Selection:
There were some quirks; for example: the “pop” method returns the first element
rather than the last element in the sorted list.

`SortedCollection`_ is not a package. You can’t install this with “pip”. It’s
simply a Python recipe that Raymond Hettinger linked from the Python
docs. Couple innovations here though: it’s simple, it’s written in pure-Python,
and maintains a parallel list of keys. So we have efficient support for that
key-function parameter.

This is `bintrees`_. Still alive and kicking today. A few innovations here:
it’s written with Cython support to improve performance and has a few different
tree “backends.” You can create a red-black or AVL-tree depending on your
needs. There’s also some notion of accessing the nodes themselves and
customizing the tree traversal to slice by value rather than by index.

`Banyan`_ had a very short life but adds another couple innovations: it’s
incredibly fast and achieves that through C++ template meta-programming. It
also has a feature called tree-augmentation that will let you store metadata at
tree nodes. You can use this for interval trees if you need those.

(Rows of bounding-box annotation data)

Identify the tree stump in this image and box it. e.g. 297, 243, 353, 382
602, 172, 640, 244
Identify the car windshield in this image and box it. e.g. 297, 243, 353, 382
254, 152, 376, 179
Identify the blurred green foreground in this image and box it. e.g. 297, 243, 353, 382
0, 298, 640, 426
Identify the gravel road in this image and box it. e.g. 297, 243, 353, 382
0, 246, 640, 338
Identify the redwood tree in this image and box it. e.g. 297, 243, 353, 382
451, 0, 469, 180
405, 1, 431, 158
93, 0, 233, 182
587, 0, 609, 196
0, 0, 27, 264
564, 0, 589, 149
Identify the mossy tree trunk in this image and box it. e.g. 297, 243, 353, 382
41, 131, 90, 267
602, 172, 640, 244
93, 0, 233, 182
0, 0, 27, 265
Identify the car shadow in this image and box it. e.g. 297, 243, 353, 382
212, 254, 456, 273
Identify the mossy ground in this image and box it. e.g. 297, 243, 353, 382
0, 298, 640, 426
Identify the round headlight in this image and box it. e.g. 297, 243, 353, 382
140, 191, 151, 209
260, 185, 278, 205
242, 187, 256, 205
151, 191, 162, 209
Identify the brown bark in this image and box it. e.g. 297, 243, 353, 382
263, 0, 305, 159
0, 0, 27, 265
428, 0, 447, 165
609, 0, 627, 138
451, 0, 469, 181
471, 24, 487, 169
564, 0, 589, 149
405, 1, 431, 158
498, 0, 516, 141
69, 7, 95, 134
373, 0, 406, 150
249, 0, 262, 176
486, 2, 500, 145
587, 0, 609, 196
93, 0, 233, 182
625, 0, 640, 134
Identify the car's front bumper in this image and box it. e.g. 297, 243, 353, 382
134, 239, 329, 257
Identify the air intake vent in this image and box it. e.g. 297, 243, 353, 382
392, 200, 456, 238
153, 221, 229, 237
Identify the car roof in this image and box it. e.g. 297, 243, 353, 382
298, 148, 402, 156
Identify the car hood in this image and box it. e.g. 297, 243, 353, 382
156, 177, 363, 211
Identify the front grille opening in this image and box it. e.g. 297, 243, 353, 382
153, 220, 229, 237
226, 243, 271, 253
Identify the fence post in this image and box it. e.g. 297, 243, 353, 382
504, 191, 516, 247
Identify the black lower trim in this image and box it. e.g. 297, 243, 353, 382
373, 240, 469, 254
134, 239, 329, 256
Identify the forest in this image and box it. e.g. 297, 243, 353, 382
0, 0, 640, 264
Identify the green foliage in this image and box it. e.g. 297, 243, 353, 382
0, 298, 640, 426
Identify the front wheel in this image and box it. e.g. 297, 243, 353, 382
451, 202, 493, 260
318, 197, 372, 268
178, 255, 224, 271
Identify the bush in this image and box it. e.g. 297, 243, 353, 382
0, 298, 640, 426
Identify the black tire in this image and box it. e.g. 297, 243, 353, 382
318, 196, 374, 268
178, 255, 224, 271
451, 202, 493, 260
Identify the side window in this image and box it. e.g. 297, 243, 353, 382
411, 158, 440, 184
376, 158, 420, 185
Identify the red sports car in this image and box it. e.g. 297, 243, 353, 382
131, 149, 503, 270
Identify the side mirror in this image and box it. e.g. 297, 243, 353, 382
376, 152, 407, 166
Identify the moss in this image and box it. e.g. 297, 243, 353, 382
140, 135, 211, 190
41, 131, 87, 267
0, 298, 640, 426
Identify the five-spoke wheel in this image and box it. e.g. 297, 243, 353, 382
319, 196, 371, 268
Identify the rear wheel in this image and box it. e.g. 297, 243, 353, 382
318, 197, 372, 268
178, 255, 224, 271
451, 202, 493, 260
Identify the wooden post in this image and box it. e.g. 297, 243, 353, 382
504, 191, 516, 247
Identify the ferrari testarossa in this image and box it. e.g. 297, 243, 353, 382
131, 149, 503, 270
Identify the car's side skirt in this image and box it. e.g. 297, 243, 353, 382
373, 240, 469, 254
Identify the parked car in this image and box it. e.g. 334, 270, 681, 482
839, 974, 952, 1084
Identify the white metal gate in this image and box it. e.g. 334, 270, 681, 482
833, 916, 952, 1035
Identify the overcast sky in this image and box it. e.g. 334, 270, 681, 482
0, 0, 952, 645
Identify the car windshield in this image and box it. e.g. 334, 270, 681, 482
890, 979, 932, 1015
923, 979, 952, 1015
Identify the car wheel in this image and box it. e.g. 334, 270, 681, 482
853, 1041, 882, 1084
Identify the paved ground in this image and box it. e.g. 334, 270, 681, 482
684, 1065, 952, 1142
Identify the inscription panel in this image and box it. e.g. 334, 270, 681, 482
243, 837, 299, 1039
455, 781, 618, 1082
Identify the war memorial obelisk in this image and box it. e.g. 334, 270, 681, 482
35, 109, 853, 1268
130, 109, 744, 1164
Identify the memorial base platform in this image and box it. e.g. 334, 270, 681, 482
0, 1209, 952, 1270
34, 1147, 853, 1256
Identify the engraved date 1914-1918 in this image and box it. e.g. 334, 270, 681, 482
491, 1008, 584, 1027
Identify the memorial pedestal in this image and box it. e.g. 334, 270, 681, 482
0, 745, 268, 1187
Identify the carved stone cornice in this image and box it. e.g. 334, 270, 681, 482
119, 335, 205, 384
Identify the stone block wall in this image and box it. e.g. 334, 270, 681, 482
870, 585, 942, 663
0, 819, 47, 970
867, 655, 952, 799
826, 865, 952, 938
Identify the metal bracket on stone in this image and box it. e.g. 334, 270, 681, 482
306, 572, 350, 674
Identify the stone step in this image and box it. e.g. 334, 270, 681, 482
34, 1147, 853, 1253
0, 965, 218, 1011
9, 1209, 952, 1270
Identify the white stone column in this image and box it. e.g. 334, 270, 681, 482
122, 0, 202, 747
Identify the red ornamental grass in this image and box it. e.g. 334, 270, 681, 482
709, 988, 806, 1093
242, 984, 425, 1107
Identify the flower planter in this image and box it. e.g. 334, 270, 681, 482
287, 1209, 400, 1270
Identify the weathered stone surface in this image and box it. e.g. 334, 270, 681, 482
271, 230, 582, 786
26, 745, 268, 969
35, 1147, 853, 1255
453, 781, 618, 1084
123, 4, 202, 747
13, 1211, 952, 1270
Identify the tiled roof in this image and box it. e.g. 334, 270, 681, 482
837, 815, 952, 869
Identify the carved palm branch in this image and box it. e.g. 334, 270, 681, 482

Requirements:
a) According to the passage on Python sorted-collection libraries, which two kinds of tree can bintrees create?
b) Extend the passage on Python sorted-collection libraries past its final sentence.
This material was drawn from a separate source.

Answers to the exercises:
a) Red-black trees or AVL trees.

b)
Finally there’s `skiplistcollections`_. Couple significant things here: it’s
pure-Python but fast, even for large collections, and it uses a skip-list data
type rather than a binary tree.

Altogether, you go on PyPI and try to figure this out and it’s kind of like
this. It’s a mess. PyPI has really got to work better than using `Google`_ with
the site operator.

Couple others worth calling out: `rbtree`_ is another fast C-based
implementation. And there’s a few like treap, splay and scapegoat that are
contributions and experiments by `Dan Stromberg`_. He’s also done some
interesting benchmarking of the various tree types. There’s no silver bullet
when it comes to trees.

I love Python because there's one right way to do things. If I just want sorted
types, what’s the right answer?

I couldn’t find the right answer so I built it. The missing battery: `Sorted
Containers`_.

Here it is. This is the project home page. `Sorted Containers`_ is a `Python
sorted collections`_ library with `sorted list`_, `sorted dictionary`_, and
`sorted set`_ implementations. It’s pure-Python but it’s as fast as
C-extensions. It’s Python 2 and Python 3 compatible. It’s fully-featured. And
it’s extensively tested with 100% coverage and hours of stress.

`Performance`_ is a feature. That means graphs. Lots of them. There are 189
performance graphs in total. Let’s look at a few of them together.

Here’s the performance of adding a random value to a sorted list. I’m comparing
`Sorted Containers`_ with other competing implementations.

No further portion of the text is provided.